Task to complete — Reproduce the following material verbatim, keeping every line in its original order.

Extracted entries —
====

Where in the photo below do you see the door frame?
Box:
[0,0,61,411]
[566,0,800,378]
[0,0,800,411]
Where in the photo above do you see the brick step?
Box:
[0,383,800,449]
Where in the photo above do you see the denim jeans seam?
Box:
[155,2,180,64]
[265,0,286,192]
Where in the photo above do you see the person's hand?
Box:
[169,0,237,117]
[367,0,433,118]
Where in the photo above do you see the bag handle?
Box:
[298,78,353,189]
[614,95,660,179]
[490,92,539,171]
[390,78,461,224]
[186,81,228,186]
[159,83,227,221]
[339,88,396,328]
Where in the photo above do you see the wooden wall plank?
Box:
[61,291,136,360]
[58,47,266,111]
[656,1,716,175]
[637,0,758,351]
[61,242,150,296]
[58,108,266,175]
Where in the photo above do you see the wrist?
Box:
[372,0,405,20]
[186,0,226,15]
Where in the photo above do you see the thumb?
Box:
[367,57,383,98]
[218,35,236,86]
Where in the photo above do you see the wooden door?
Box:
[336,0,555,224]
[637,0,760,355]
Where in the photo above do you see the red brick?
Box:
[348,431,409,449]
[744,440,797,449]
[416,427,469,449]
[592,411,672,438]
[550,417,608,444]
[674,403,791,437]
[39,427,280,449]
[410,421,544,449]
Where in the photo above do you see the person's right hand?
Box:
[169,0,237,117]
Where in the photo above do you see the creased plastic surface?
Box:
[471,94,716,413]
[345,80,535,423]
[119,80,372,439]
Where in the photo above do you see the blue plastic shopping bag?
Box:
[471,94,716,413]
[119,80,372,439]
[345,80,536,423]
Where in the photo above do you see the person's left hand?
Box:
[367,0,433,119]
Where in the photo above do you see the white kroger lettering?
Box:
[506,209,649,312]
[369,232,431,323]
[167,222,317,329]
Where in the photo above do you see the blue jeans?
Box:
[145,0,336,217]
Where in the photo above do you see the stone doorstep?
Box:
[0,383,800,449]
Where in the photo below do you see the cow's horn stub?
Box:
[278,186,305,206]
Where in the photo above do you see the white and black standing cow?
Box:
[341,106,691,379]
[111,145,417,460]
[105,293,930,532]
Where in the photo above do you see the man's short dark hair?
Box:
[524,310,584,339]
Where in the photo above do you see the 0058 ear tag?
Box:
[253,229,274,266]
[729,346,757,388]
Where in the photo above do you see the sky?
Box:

====

Result for this task —
Where in the photo below do you see the door frame?
Box:
[0,0,61,411]
[566,0,800,378]
[0,0,800,411]
Where in the photo above do you see the brick step?
Box:
[0,383,800,449]
Where in the photo above do you see the denim jeans seam?
Box:
[155,2,180,64]
[265,0,286,192]
Where in the photo above do you see the person's hand?
Box:
[169,0,237,117]
[367,0,433,118]
Where in the photo above do you see the bag handle?
Box:
[298,78,353,189]
[614,95,660,179]
[490,92,539,171]
[390,78,461,224]
[186,81,228,186]
[159,83,227,221]
[339,88,396,328]
Where in the photo above do you see the wooden wall plank?
Box:
[61,291,136,360]
[58,47,266,111]
[656,1,716,175]
[637,0,758,351]
[61,242,150,296]
[58,108,266,175]
Where in the photo above do you see the wrist?
Box:
[372,0,405,20]
[186,0,226,15]
Where in the photo above do you see the thumb?
Box:
[367,57,383,98]
[218,35,236,86]
Where in the photo above do you see the wooden door?
Box:
[336,0,555,224]
[637,0,760,355]
Where in the photo above do you see the red brick?
Box:
[348,431,409,449]
[744,440,797,449]
[416,427,469,449]
[592,411,672,438]
[550,417,608,444]
[674,403,791,437]
[39,427,280,449]
[410,421,544,449]
Where in the photo above do you see the person's right hand?
Box:
[169,0,237,117]
Where in the photo above do you see the creased plastic surface?
Box:
[471,94,716,413]
[345,80,535,423]
[119,80,372,439]
Where in the photo above do you see the blue plastic shopping bag?
Box:
[471,94,716,413]
[119,80,372,439]
[345,80,536,423]
Where in the photo above do you see the person's left hand?
Box:
[367,0,433,119]
Where in the photo above do you see the white kroger lettering?
Box:
[506,209,649,312]
[369,232,431,323]
[167,222,317,329]
Where in the photo above do you see the blue jeans?
Box:
[145,0,336,217]
Where in the photo above do you see the stone doorstep?
Box:
[0,383,800,449]
Where in the photo below do you see the cow's horn stub?
Box:
[278,186,305,206]
Where in the photo above do you see the white and black standing cow?
Box:
[341,106,691,379]
[111,145,417,460]
[105,293,930,532]
Where in the photo above do you see the man's short dark hair?
Box:
[524,310,584,339]
Where in the photo above do you see the 0058 ear tag?
Box:
[253,229,274,266]
[729,346,757,388]
Where in the photo above do you see the sky?
Box:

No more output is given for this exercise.